**WHAT NEEDS TO BE DONE**
Write out the data again in full, exactly as it reads.

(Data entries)
______

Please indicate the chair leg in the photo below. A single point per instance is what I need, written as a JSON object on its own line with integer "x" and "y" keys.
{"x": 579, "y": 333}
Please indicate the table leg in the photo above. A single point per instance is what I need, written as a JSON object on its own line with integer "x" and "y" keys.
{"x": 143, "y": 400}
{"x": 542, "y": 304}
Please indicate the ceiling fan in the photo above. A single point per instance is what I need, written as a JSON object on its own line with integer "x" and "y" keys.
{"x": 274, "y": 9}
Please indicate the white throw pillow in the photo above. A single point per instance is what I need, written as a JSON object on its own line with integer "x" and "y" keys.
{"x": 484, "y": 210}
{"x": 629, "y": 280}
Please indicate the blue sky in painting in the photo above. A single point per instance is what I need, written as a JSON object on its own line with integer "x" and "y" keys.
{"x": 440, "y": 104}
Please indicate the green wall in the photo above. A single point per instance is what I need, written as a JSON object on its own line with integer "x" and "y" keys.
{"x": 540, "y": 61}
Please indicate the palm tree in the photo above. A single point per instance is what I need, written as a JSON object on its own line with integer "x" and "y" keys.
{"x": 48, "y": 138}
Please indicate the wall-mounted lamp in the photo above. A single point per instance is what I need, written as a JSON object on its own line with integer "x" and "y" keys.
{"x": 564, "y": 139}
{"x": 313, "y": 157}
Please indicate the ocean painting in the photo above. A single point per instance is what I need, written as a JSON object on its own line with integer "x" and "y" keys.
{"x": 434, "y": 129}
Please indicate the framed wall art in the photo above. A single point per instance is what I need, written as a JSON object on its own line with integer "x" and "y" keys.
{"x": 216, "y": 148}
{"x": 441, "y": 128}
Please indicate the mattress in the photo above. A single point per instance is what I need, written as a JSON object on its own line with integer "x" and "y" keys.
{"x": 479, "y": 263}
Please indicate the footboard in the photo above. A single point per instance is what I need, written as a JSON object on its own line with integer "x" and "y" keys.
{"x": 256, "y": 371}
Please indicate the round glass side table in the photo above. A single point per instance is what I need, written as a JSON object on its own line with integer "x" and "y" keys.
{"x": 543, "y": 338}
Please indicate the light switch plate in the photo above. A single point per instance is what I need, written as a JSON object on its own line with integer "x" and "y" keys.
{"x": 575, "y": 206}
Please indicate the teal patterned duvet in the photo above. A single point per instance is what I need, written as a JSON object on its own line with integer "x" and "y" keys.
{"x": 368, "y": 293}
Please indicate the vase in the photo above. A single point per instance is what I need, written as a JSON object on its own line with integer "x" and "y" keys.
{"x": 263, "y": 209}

______

**TASK RESULT**
Please indicate the chair leg in the photo below. A single point per instance is what I need, written as a JSON object on its own line with integer "x" and "y" keys.
{"x": 579, "y": 333}
Please indicate the table leg in the photo above. A single point per instance is what I need, written as a JSON object on its own line with integer "x" and "y" keys.
{"x": 143, "y": 400}
{"x": 542, "y": 304}
Please indicate the ceiling fan in the photo above. A single point per instance is what I need, written as a JSON object on its own line with integer "x" and "y" keys.
{"x": 274, "y": 9}
Please indicate the white throw pillow in the photo above. A single point per instance is what I need, written as a JSON object on its own line with integer "x" and "y" keys.
{"x": 484, "y": 210}
{"x": 629, "y": 280}
Please indicate the blue sky in painting in the photo above. A single point per instance is what I need, written as a JSON object on its own line with integer "x" and "y" keys.
{"x": 440, "y": 104}
Please indicate the green wall in the photo above. A single point per instance is what I need, written as a JSON object on its own line with integer "x" and "y" keys.
{"x": 540, "y": 61}
Please indicate the palm tree in the photo above. A single point per instance is what I need, written as a JSON object on its own line with integer "x" and "y" keys.
{"x": 48, "y": 138}
Please indicate the wall-mounted lamp in the photo above. A single point per instance is what I need, written as a JSON object on its own line with integer "x" and "y" keys.
{"x": 564, "y": 139}
{"x": 313, "y": 157}
Please indicate the ocean painting in the photo above. A single point per instance is what I need, written as a JSON object on its own line with integer "x" and "y" keys.
{"x": 434, "y": 129}
Please indicate the framed wall art in the photo above. A single point per instance is what I need, written as a JSON object on its own line with integer "x" and "y" keys.
{"x": 216, "y": 148}
{"x": 441, "y": 128}
Please indicate the mattress in the photo above. A single point per instance is what I need, written as a JSON object on its own line with integer "x" and "y" keys.
{"x": 479, "y": 263}
Please indicate the footboard in the photo above. A single point per instance is what I need, written as a JSON object on its own line with integer "x" and "y" keys.
{"x": 256, "y": 371}
Please indicate the round glass side table in the photo above. A single point per instance is what I need, written as a JSON object on its own line with integer "x" and "y" keys.
{"x": 543, "y": 338}
Please indicate the light switch plate in the photo above. A single point per instance is what I need, written as a JSON object on its own line with integer "x" and "y" keys.
{"x": 575, "y": 206}
Please indicate the teal patterned duvet in the photo above. A single point per instance is what I need, written as a JSON object on its own line with integer "x" and "y" keys.
{"x": 368, "y": 293}
Please indicate the vase in the photo above. A single point per instance is what I need, written as a JSON object on its own line with integer "x" and "y" keys.
{"x": 263, "y": 209}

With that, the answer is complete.